▶ _What the exercise asks_: Report every line below that carries the word "query".

Natural-language object grounding data
··········

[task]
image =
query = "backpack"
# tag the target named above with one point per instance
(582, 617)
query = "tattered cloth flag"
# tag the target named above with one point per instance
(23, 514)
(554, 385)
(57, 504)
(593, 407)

··········

▶ _Answer box_:
query = "backpack"
query = "tattered cloth flag"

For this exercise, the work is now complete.